PASSAGE:
The honest thing: the hallways have that particular hotel carpet hush that amplifies door slams, and during peak US Open weekends, people are coming and going at all hours. Bring earplugs or embrace the chaos. The Market store is new and still finding its identity — half convenience store, half attempt at a grab-and-go café — but it stocks decent sandwiches and the kind of overpriced trail mix that you buy anyway because you're tired and it's there.

Walking out into Queens

On the last morning, I skip the shuttle and walk toward the 7 train instead. It takes twenty minutes along Ditmars, past a tire shop with a cat asleep on a stack of rims, past a Colombiana bakery where I stop for a guava pastry that costs two dollars and changes my entire mood. The Mets aren't playing today but Citi Field looms silver and quiet across the highway. A plane passes low enough that I can read the airline name on the fuselage.

(Items from a data source)
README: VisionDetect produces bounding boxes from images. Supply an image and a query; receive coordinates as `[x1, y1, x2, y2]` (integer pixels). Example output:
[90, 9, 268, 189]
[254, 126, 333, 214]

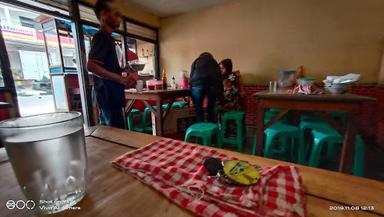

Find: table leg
[339, 113, 357, 173]
[124, 99, 136, 115]
[122, 99, 136, 129]
[162, 98, 175, 121]
[256, 99, 264, 156]
[155, 100, 163, 136]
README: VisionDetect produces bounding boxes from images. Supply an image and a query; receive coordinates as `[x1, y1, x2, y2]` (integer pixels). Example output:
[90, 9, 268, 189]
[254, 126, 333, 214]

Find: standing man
[87, 0, 136, 128]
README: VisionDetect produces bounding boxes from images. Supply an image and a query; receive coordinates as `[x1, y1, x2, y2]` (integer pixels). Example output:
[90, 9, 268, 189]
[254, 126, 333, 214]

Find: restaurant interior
[0, 0, 384, 217]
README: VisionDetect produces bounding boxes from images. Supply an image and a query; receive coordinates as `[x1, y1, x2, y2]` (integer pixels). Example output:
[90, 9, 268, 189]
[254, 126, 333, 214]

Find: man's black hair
[93, 0, 113, 20]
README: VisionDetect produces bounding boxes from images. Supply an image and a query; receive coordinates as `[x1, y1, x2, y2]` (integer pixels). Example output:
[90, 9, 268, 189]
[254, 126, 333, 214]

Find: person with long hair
[219, 59, 242, 111]
[189, 52, 223, 123]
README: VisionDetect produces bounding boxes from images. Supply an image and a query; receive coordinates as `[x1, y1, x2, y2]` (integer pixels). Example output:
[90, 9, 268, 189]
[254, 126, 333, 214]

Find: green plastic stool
[220, 111, 246, 152]
[184, 122, 222, 147]
[171, 102, 188, 109]
[128, 109, 140, 132]
[308, 128, 365, 176]
[252, 122, 305, 163]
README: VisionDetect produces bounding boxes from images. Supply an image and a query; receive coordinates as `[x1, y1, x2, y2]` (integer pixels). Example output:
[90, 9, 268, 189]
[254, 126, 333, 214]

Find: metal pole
[69, 0, 95, 126]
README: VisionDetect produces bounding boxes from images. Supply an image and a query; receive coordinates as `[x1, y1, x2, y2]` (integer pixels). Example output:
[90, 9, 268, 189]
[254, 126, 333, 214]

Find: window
[125, 37, 156, 76]
[19, 16, 36, 28]
[0, 60, 5, 88]
[125, 22, 157, 40]
[15, 0, 69, 16]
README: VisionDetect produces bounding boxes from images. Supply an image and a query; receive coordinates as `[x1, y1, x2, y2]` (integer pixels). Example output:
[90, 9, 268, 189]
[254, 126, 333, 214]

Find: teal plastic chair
[252, 122, 305, 163]
[171, 102, 188, 109]
[127, 109, 141, 132]
[264, 108, 288, 124]
[184, 122, 222, 147]
[308, 128, 365, 176]
[220, 111, 246, 152]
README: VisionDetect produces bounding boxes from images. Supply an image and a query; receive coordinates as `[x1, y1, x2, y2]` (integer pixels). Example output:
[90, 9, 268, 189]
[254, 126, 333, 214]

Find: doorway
[0, 3, 81, 116]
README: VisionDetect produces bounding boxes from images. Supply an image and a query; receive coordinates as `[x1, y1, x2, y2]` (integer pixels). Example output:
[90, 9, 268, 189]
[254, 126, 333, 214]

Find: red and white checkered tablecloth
[112, 139, 305, 217]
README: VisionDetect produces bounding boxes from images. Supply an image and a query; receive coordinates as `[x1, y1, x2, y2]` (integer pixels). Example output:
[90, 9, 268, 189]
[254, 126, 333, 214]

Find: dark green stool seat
[220, 111, 246, 152]
[252, 122, 305, 163]
[308, 128, 365, 176]
[184, 122, 221, 147]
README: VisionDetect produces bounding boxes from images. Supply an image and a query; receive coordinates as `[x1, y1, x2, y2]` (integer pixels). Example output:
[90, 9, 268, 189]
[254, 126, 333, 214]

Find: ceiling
[125, 0, 229, 18]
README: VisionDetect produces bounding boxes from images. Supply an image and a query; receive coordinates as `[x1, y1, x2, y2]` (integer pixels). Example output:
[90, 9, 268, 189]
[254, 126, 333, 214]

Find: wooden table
[125, 89, 191, 136]
[0, 127, 384, 217]
[254, 91, 376, 172]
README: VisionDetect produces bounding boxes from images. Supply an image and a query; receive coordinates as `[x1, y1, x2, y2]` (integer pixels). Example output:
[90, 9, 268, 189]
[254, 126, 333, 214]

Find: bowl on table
[324, 83, 351, 94]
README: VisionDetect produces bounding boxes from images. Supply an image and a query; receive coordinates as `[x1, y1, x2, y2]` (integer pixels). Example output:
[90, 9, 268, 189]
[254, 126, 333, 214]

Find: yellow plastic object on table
[223, 160, 261, 185]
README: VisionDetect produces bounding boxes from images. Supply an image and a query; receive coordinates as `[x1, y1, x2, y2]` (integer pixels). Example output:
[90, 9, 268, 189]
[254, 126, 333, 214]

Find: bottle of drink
[161, 69, 168, 90]
[171, 76, 177, 90]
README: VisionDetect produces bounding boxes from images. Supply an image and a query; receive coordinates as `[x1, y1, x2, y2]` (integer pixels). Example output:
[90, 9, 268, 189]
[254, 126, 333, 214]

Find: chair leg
[252, 135, 257, 155]
[352, 135, 365, 176]
[297, 131, 308, 164]
[308, 139, 323, 167]
[184, 132, 191, 142]
[216, 131, 223, 148]
[264, 135, 274, 158]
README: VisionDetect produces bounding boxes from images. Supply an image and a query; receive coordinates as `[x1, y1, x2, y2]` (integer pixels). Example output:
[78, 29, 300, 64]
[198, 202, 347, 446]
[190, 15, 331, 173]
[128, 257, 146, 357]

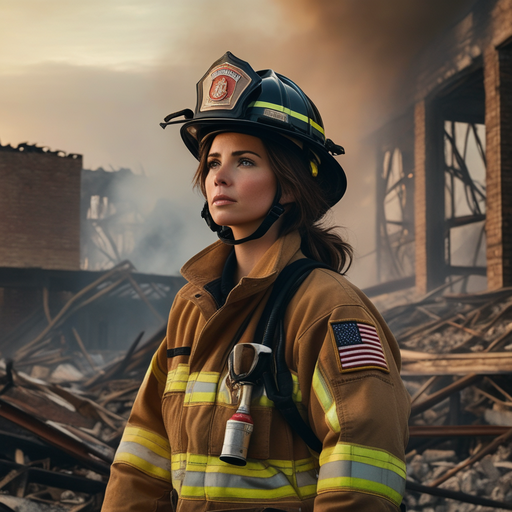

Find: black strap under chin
[217, 204, 284, 245]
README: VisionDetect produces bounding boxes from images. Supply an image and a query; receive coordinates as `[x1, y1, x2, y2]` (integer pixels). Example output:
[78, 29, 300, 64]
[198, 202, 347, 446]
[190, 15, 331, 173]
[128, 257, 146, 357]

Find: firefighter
[103, 52, 409, 512]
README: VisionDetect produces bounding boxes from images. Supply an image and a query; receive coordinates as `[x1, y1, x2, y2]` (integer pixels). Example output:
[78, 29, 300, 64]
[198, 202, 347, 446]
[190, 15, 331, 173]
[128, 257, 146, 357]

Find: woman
[103, 52, 409, 512]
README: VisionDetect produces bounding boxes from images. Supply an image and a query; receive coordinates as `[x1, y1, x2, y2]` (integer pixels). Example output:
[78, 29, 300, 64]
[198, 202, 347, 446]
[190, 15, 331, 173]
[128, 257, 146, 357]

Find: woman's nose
[214, 164, 230, 185]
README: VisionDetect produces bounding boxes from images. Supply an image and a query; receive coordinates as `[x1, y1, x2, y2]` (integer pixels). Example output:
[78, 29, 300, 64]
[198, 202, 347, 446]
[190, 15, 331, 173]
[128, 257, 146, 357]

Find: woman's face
[205, 133, 277, 238]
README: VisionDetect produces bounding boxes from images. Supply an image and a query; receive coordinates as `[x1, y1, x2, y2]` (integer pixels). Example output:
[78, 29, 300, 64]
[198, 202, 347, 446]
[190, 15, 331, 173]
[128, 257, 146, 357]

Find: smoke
[0, 0, 472, 286]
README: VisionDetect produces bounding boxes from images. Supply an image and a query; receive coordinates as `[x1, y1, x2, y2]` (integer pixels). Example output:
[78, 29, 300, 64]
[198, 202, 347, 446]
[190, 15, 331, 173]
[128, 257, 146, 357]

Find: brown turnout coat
[103, 233, 409, 512]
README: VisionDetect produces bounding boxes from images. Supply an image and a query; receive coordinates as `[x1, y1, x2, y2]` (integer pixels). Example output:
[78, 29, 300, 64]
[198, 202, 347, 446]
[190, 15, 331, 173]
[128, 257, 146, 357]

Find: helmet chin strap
[201, 185, 285, 245]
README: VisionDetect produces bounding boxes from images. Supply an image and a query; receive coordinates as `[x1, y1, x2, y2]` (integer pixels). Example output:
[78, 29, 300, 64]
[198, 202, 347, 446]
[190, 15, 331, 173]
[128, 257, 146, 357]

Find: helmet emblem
[210, 76, 230, 101]
[200, 62, 251, 112]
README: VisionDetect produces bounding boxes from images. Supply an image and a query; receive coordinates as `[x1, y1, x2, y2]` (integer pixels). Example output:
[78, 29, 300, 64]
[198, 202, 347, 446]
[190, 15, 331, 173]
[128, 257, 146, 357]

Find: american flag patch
[331, 322, 389, 371]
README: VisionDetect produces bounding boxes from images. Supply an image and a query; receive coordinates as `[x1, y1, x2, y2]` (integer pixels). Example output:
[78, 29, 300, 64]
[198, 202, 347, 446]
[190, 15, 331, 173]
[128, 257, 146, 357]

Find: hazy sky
[0, 0, 467, 286]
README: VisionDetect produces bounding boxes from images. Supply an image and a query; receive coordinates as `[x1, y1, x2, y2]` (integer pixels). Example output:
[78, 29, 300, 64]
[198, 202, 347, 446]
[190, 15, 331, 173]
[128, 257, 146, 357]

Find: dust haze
[0, 0, 472, 287]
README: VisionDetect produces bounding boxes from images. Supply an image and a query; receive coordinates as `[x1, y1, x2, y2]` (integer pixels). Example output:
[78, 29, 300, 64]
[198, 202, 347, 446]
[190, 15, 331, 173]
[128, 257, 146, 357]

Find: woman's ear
[279, 190, 295, 206]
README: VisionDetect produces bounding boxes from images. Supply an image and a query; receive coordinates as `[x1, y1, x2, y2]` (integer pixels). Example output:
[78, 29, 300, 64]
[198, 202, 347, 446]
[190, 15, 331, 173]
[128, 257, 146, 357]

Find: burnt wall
[0, 148, 82, 270]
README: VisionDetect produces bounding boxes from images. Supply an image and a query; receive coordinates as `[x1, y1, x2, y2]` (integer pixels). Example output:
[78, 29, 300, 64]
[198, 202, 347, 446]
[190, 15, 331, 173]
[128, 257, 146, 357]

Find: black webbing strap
[254, 258, 332, 453]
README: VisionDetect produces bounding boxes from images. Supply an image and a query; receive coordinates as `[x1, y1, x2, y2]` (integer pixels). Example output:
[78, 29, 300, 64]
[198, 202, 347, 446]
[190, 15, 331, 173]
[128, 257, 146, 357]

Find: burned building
[0, 144, 82, 332]
[0, 144, 183, 350]
[373, 0, 512, 293]
[0, 144, 82, 270]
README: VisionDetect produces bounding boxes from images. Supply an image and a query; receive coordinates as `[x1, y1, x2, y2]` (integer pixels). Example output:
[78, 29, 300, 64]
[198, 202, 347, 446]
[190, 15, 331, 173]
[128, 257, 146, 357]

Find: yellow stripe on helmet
[248, 101, 325, 137]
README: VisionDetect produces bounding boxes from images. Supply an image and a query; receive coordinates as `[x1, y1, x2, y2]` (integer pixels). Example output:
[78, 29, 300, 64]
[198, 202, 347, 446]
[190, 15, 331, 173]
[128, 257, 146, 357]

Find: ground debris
[383, 288, 512, 512]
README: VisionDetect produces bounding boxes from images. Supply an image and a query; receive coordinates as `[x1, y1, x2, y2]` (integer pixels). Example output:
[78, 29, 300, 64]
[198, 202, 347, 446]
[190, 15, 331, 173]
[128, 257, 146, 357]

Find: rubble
[383, 288, 512, 512]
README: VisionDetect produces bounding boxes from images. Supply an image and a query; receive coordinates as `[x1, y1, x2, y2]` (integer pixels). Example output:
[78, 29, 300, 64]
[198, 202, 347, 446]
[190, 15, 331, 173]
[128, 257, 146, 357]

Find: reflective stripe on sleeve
[114, 427, 171, 482]
[248, 101, 325, 136]
[148, 354, 166, 384]
[164, 363, 190, 393]
[313, 364, 341, 433]
[318, 443, 406, 506]
[172, 454, 318, 501]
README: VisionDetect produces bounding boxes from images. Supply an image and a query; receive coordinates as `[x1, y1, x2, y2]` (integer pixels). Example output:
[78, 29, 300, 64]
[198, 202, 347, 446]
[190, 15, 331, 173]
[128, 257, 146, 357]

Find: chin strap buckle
[160, 108, 194, 130]
[324, 139, 345, 155]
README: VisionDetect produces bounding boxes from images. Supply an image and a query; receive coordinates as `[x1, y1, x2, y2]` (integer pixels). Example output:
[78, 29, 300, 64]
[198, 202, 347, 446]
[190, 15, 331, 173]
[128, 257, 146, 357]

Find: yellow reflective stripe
[249, 101, 325, 136]
[171, 454, 318, 501]
[114, 427, 171, 481]
[121, 432, 171, 458]
[164, 363, 190, 393]
[320, 443, 406, 478]
[313, 364, 341, 433]
[318, 443, 406, 505]
[114, 452, 171, 482]
[184, 372, 220, 404]
[148, 354, 166, 384]
[318, 477, 403, 506]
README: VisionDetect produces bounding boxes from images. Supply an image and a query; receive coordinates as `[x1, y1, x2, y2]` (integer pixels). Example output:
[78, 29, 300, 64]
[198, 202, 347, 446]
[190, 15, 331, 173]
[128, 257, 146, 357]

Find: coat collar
[181, 231, 304, 302]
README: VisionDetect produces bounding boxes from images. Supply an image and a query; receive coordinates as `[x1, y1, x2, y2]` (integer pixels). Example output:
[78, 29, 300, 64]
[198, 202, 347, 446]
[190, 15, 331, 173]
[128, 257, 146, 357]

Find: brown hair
[193, 133, 353, 273]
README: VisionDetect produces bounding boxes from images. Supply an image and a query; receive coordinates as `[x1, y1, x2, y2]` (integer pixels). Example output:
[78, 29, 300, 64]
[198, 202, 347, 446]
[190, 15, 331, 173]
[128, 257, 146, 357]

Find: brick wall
[484, 45, 512, 290]
[0, 150, 82, 270]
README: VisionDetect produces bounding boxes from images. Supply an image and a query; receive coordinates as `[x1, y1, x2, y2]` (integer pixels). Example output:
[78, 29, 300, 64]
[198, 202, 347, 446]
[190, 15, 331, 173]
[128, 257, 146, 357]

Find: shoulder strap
[254, 258, 332, 453]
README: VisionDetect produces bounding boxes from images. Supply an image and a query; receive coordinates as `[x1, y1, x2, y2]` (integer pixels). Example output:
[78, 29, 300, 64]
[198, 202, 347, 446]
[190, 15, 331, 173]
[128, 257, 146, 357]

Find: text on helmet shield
[200, 63, 251, 112]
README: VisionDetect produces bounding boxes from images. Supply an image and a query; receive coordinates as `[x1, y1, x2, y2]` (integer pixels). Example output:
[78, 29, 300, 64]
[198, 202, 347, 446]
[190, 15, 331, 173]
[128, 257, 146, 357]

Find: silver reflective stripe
[187, 380, 217, 394]
[295, 469, 318, 487]
[183, 471, 290, 490]
[319, 460, 405, 496]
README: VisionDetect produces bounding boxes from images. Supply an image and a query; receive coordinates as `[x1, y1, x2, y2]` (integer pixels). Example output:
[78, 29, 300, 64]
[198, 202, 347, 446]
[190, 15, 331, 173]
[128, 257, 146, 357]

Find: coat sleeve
[102, 340, 172, 512]
[295, 304, 410, 512]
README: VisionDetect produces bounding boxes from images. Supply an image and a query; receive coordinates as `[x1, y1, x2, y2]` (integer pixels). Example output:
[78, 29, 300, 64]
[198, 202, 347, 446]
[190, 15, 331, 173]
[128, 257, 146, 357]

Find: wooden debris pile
[0, 278, 512, 512]
[0, 262, 178, 512]
[0, 326, 165, 512]
[384, 288, 512, 512]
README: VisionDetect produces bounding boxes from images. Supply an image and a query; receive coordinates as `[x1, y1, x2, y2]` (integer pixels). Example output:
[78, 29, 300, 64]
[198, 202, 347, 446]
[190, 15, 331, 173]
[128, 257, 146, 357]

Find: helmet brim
[180, 118, 347, 206]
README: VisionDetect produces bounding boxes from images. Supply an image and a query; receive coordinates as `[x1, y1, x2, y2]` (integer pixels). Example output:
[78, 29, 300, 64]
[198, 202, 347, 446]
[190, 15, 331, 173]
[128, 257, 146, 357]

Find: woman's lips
[212, 195, 236, 206]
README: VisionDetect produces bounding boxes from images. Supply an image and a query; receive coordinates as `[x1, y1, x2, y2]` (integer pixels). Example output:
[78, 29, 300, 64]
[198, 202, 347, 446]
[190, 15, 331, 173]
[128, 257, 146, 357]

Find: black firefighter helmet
[160, 52, 347, 243]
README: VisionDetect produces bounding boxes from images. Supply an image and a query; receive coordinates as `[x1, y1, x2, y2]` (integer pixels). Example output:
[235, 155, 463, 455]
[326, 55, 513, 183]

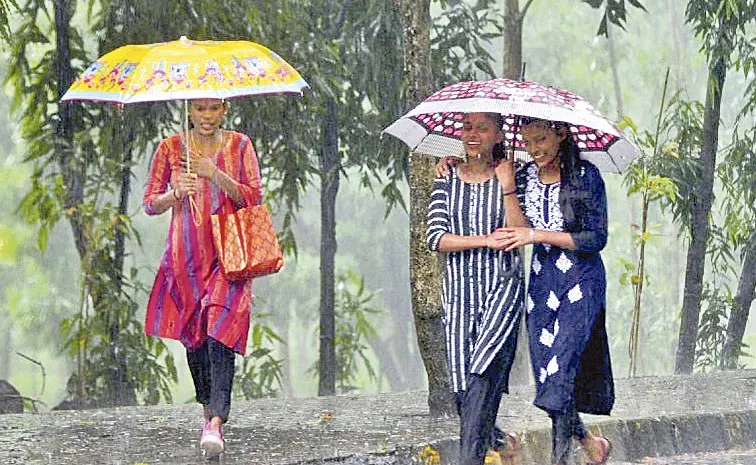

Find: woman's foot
[496, 433, 522, 465]
[200, 417, 226, 457]
[581, 435, 612, 465]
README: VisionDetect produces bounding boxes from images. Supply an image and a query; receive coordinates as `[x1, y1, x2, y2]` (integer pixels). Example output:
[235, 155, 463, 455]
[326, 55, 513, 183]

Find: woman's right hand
[436, 157, 459, 178]
[174, 171, 197, 199]
[494, 158, 516, 192]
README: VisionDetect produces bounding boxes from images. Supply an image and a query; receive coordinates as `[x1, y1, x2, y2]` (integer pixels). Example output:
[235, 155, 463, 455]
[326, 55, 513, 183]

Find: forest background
[0, 0, 756, 407]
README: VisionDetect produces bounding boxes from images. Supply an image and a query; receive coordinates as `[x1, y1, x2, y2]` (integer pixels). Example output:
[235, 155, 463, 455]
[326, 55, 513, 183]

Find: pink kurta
[144, 131, 262, 355]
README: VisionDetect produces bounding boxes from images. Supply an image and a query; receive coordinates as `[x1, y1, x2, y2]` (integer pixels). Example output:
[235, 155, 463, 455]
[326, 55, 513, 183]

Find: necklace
[189, 129, 226, 157]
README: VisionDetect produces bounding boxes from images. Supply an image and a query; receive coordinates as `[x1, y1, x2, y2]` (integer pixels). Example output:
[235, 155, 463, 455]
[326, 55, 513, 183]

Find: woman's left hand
[181, 150, 218, 179]
[496, 227, 534, 252]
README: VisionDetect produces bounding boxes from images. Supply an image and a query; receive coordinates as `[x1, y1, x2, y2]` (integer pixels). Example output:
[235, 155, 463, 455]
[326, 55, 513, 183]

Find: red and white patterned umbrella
[383, 78, 640, 173]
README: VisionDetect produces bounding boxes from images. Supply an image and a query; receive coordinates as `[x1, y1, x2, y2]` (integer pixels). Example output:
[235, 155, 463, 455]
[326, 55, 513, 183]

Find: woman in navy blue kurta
[497, 120, 614, 464]
[427, 113, 523, 465]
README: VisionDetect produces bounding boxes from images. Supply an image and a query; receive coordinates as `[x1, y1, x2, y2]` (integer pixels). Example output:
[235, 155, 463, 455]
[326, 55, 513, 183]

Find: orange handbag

SET PROBLEM 1: In the Queens travel passage, how much does the guava pastry from the Colombiana bakery cost?
SET PROBLEM 2: Write a continuation of the Queens travel passage, picking up after its final sentence.
The data have nothing to do with the Queens travel passage.

EXERCISE ANSWER 1: It costs two dollars.

EXERCISE ANSWER 2:
The 7 train arrives and it's half-empty, that rare mid-morning lull before the city fills it again. Through the window, Queens unfolds in layers — cemeteries, warehouses, the Pepsi sign, then suddenly Manhattan's skyline, absurd and familiar. The hotel is already behind me, but the guava pastry is still warm in my hand, and I think: that's the thing about staying out here. You're not in the city. You're next to it. And sometimes next to is exactly where you want to be.

Rooms start around $180 on a standard night, but during the US Open expect that to climb toward $350 — still considerably less than Manhattan, and you're trading a subway commute for a free shuttle and a pool. The 7 train gets you to Times Square in about forty minutes if you need it to, but you might find you don't.